§ **AVAILABLE DATA**
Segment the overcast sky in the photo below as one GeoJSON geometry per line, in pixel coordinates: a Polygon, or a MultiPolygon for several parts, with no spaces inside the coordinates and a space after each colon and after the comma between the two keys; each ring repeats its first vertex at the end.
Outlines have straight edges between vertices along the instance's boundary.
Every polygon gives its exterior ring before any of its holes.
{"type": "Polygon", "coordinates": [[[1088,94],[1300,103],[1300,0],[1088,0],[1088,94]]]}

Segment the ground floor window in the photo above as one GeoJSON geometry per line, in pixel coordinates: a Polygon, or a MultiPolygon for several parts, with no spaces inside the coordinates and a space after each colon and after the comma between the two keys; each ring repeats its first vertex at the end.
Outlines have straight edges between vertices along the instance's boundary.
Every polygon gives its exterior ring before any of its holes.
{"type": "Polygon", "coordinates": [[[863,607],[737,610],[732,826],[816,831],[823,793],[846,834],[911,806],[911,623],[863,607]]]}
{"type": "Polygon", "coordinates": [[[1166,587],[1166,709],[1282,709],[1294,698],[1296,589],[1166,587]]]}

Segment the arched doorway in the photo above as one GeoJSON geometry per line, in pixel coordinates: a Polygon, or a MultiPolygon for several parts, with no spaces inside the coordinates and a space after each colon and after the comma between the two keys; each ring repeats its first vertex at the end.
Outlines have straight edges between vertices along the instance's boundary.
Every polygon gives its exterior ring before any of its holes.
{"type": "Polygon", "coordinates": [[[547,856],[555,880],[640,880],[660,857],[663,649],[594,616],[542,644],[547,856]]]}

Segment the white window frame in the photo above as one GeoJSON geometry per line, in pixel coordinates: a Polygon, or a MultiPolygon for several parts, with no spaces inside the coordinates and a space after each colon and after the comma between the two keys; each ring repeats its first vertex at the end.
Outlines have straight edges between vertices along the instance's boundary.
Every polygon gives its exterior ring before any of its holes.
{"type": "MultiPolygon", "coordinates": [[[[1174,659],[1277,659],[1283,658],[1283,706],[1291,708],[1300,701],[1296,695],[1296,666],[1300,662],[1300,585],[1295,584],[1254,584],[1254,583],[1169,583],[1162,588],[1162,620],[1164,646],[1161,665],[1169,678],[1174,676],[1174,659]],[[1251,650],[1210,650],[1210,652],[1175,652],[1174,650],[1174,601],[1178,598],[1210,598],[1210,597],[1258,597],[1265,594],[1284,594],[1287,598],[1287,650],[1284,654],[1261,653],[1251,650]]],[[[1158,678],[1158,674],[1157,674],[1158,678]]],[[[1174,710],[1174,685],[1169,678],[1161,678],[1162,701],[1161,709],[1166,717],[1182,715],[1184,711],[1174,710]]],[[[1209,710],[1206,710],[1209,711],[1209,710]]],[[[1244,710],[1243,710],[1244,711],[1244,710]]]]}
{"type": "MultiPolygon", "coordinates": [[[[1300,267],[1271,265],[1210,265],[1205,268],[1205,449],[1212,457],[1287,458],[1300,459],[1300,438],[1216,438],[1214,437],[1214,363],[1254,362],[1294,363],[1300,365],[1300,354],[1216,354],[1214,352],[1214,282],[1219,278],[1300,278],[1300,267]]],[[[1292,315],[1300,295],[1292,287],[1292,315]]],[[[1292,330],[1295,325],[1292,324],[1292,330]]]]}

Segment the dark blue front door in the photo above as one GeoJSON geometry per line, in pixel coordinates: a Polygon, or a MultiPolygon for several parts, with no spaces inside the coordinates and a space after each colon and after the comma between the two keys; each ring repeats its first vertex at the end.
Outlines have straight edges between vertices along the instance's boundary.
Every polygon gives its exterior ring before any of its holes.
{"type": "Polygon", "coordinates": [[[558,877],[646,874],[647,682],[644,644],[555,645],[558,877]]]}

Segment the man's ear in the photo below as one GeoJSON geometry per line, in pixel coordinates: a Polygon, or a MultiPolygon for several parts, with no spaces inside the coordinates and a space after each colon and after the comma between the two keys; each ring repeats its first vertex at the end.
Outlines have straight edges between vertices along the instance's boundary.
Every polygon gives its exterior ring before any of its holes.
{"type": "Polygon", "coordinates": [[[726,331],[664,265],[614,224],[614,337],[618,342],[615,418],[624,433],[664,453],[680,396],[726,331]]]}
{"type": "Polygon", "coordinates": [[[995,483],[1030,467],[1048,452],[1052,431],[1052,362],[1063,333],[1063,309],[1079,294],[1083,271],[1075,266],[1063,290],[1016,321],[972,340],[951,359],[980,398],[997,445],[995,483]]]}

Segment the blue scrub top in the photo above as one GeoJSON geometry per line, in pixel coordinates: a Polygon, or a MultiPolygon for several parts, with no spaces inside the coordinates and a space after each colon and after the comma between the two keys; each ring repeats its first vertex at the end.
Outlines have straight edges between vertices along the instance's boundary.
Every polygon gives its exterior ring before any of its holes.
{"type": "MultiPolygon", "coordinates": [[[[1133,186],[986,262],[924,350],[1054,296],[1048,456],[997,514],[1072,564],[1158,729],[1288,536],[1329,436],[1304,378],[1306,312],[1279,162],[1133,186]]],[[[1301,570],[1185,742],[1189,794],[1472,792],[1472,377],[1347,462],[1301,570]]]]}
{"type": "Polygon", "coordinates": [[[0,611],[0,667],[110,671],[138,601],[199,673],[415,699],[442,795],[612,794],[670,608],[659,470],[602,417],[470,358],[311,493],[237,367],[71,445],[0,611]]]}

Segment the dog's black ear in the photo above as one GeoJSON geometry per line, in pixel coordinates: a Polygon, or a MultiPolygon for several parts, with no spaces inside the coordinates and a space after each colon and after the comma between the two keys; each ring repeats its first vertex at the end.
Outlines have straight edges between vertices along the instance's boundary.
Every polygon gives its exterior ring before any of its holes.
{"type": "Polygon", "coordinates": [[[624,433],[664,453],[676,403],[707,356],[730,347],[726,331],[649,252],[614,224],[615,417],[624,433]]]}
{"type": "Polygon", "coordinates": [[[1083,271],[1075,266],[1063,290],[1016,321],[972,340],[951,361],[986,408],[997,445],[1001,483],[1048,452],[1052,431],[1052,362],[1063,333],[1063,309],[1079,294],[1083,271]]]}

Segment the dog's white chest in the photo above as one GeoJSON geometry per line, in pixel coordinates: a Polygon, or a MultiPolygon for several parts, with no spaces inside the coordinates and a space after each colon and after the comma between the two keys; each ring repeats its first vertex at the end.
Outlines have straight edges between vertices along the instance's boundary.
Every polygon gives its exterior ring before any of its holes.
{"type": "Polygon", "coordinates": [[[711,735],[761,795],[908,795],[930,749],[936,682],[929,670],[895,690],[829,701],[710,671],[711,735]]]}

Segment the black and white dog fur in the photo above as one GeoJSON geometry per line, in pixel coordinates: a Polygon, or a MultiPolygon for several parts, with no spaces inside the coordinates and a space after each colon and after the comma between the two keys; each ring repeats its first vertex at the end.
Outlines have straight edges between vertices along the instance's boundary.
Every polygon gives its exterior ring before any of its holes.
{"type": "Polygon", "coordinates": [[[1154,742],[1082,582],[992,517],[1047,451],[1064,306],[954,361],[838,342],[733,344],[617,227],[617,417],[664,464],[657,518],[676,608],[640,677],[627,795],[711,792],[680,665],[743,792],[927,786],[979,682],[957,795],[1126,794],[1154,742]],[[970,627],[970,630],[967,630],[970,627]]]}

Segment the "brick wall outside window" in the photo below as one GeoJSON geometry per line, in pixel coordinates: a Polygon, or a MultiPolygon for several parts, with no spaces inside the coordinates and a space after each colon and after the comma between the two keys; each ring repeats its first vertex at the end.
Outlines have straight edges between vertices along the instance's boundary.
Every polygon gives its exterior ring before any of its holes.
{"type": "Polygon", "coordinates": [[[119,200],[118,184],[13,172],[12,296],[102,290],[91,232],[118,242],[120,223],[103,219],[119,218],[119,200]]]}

§ **EXERCISE PROMPT**
Gather every line of the data above that contains the string "blue", treating uppercase and lowercase as distinct.

§ **FULL RESPONSE**
Segment the dark blue front door in the photo above as one GeoJSON geometry per line, in pixel coordinates: a Polygon, or a MultiPolygon for several parts, with no spaces inside the coordinates and a space after each colon and after the comma between the two keys; each ring repeats its first vertex at the end.
Segment the blue scrub top in the photo above as one GeoJSON geometry per line, in pixel coordinates: a Polygon, or a MultiPolygon for several parts, with no spaces inside the coordinates and a space after each colon and after the comma between the two keys; each ring repeats its first vertex at the end.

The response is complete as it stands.